===== Dataset rows =====

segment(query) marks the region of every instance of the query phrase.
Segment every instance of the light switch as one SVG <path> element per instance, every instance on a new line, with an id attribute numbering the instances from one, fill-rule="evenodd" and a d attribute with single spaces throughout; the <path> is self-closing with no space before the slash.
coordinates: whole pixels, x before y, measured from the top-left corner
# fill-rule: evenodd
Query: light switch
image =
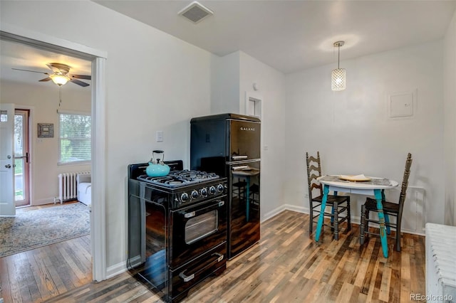
<path id="1" fill-rule="evenodd" d="M 413 116 L 413 93 L 390 95 L 388 107 L 390 117 Z"/>
<path id="2" fill-rule="evenodd" d="M 163 131 L 157 130 L 157 142 L 163 142 Z"/>

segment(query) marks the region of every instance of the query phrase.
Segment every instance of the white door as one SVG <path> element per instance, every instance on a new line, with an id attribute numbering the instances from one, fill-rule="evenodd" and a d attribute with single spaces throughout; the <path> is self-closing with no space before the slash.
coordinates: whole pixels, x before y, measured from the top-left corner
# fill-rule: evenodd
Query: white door
<path id="1" fill-rule="evenodd" d="M 0 216 L 16 216 L 14 132 L 14 105 L 0 104 Z"/>

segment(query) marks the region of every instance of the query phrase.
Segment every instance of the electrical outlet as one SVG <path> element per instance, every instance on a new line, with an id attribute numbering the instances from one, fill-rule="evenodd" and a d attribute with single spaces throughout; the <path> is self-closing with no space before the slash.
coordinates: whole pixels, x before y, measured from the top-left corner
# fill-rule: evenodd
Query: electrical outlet
<path id="1" fill-rule="evenodd" d="M 157 130 L 157 142 L 163 142 L 163 131 Z"/>

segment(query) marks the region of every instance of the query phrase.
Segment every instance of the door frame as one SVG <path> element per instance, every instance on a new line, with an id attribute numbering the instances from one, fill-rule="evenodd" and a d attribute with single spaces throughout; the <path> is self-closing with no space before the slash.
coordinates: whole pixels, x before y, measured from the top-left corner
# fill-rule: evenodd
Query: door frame
<path id="1" fill-rule="evenodd" d="M 93 280 L 106 279 L 105 105 L 107 53 L 41 33 L 2 23 L 0 39 L 26 44 L 92 62 L 92 204 L 90 245 Z"/>
<path id="2" fill-rule="evenodd" d="M 34 115 L 34 110 L 35 110 L 35 107 L 33 106 L 26 106 L 26 105 L 20 105 L 19 104 L 14 104 L 14 112 L 16 113 L 16 110 L 28 110 L 28 129 L 27 130 L 28 132 L 28 162 L 29 163 L 33 163 L 31 161 L 32 160 L 32 154 L 33 152 L 33 115 Z M 33 182 L 32 180 L 32 176 L 33 176 L 33 165 L 29 164 L 28 165 L 28 174 L 27 176 L 27 178 L 28 179 L 28 188 L 27 190 L 28 191 L 28 206 L 32 206 L 33 205 L 33 198 L 32 198 L 32 194 L 31 193 L 33 193 Z"/>

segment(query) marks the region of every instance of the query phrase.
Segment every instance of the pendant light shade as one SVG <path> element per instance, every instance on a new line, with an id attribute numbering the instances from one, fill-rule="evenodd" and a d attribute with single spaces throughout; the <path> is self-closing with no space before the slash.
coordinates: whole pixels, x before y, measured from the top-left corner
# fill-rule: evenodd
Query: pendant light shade
<path id="1" fill-rule="evenodd" d="M 339 68 L 341 59 L 341 46 L 345 43 L 344 41 L 337 41 L 334 43 L 334 47 L 338 48 L 337 68 L 333 70 L 331 78 L 331 87 L 333 90 L 343 90 L 346 87 L 346 72 L 345 68 Z"/>

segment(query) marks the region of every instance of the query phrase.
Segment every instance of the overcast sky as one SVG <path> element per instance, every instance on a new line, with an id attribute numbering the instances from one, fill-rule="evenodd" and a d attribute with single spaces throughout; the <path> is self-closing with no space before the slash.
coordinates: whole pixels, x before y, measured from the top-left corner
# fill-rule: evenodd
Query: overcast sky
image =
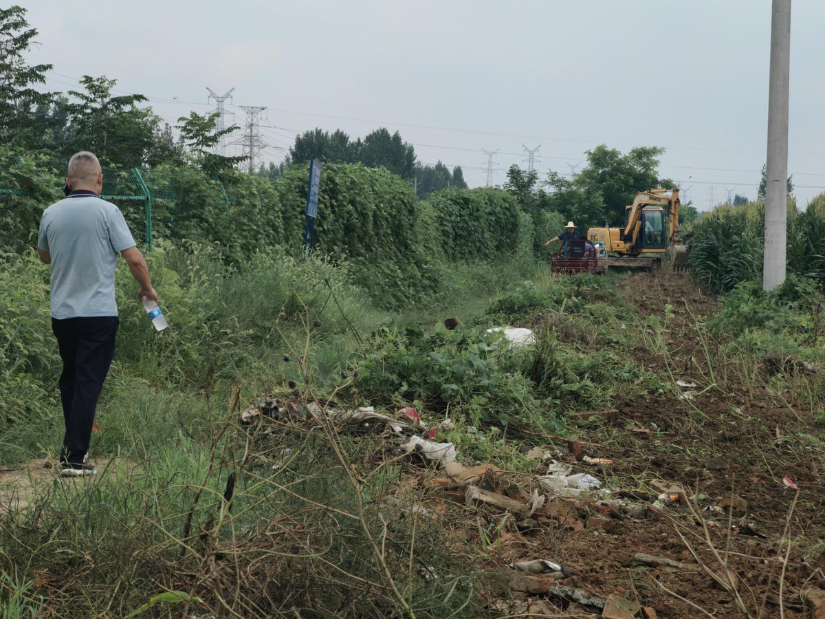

=====

* Exercise requirements *
Could you copy out all of the material above with every "top-left corner" swapped for "upper-left corner" and nothing else altered, omitting the pictures?

* Response to this task *
segment(query) marks the region of every instance of the query phrase.
Segment every instance of the light switch as one SVG <path> element per instance, every instance on a new line, with an id attribute numbering the instances from one, fill-rule="evenodd" and a d attribute with single spaces throughout; the <path> is self-closing with no space before the slash.
coordinates: whole pixels, x before y, measured from the upper-left corner
# fill-rule: evenodd
Query: light switch
image =
<path id="1" fill-rule="evenodd" d="M 413 116 L 413 93 L 390 95 L 388 107 L 390 117 Z"/>
<path id="2" fill-rule="evenodd" d="M 163 131 L 157 130 L 157 142 L 163 142 Z"/>

segment(query) marks the region of every instance of the query phrase.
Segment every instance of the white door as one SVG <path> element per instance, every instance on a new line, with an id attribute numbering the instances from one, fill-rule="evenodd" and a d attribute with single spaces throughout; the <path> is self-closing with no space before the slash.
coordinates: whole pixels, x before y, measured from the upper-left corner
# fill-rule: evenodd
Query: white door
<path id="1" fill-rule="evenodd" d="M 0 216 L 16 216 L 14 132 L 14 105 L 0 104 Z"/>

segment(query) marks the region of every instance of the query phrase.
Segment every instance of the electrical outlet as one SVG <path> element per instance, every instance on a new line, with an id attribute numbering the instances from one, fill-rule="evenodd" and a d attribute with single spaces throughout; the <path> is self-closing with no space before the slash.
coordinates: whole pixels, x before y, measured from the upper-left corner
# fill-rule: evenodd
Query: electrical outlet
<path id="1" fill-rule="evenodd" d="M 157 130 L 157 142 L 163 142 L 163 131 Z"/>

segment(query) marks the region of every instance of the query phrase.
Segment every instance of the door frame as one SVG <path> element per instance, every instance on a new line, with an id attribute numbering the instances from one, fill-rule="evenodd" and a d attribute with single spaces throughout; the <path> is self-closing with no space before the slash.
coordinates: whole pixels, x before y, measured from the upper-left corner
# fill-rule: evenodd
Query: door frame
<path id="1" fill-rule="evenodd" d="M 93 280 L 106 279 L 105 105 L 107 53 L 41 33 L 2 23 L 0 39 L 26 44 L 92 62 L 92 204 L 90 245 Z"/>
<path id="2" fill-rule="evenodd" d="M 34 115 L 34 110 L 35 110 L 35 107 L 33 106 L 26 106 L 26 105 L 20 105 L 19 104 L 14 104 L 14 112 L 16 113 L 16 110 L 28 110 L 28 129 L 27 130 L 28 132 L 28 162 L 29 163 L 33 163 L 31 161 L 32 160 L 32 154 L 33 152 L 33 115 Z M 33 182 L 32 180 L 32 176 L 33 176 L 33 165 L 29 164 L 28 165 L 28 174 L 27 176 L 27 178 L 28 179 L 28 188 L 27 190 L 28 191 L 28 206 L 32 206 L 33 205 L 33 198 L 32 198 L 32 194 L 31 193 L 33 193 Z"/>

segment(query) marks the region of every instance of the query phrase.
Segment every instance of the pendant light shade as one SVG <path> element per instance, every instance on a new line, with an id attribute numbering the instances from one, fill-rule="evenodd" and a d attribute with single spaces throughout; the <path> is self-closing with no space before the slash.
coordinates: whole pixels, x before y, measured from the upper-left corner
# fill-rule: evenodd
Query: pendant light shade
<path id="1" fill-rule="evenodd" d="M 339 68 L 341 59 L 341 46 L 345 43 L 344 41 L 337 41 L 334 43 L 334 47 L 338 48 L 337 68 L 333 70 L 331 78 L 331 87 L 333 90 L 343 90 L 346 87 L 346 72 L 345 68 Z"/>

segment(query) marks the region of every instance of the query phrase.
Segment every instance of the overcast sky as one SVG <path> element per instance, every instance on a new line, with an id attribute numbering the instances from one, fill-rule="evenodd" and a d attribute with single spaces throughout; the <path> is self-closing with no space before the slash.
coordinates: whole pixels, x before y, measured from the upper-left corner
# fill-rule: evenodd
Query: overcast sky
image =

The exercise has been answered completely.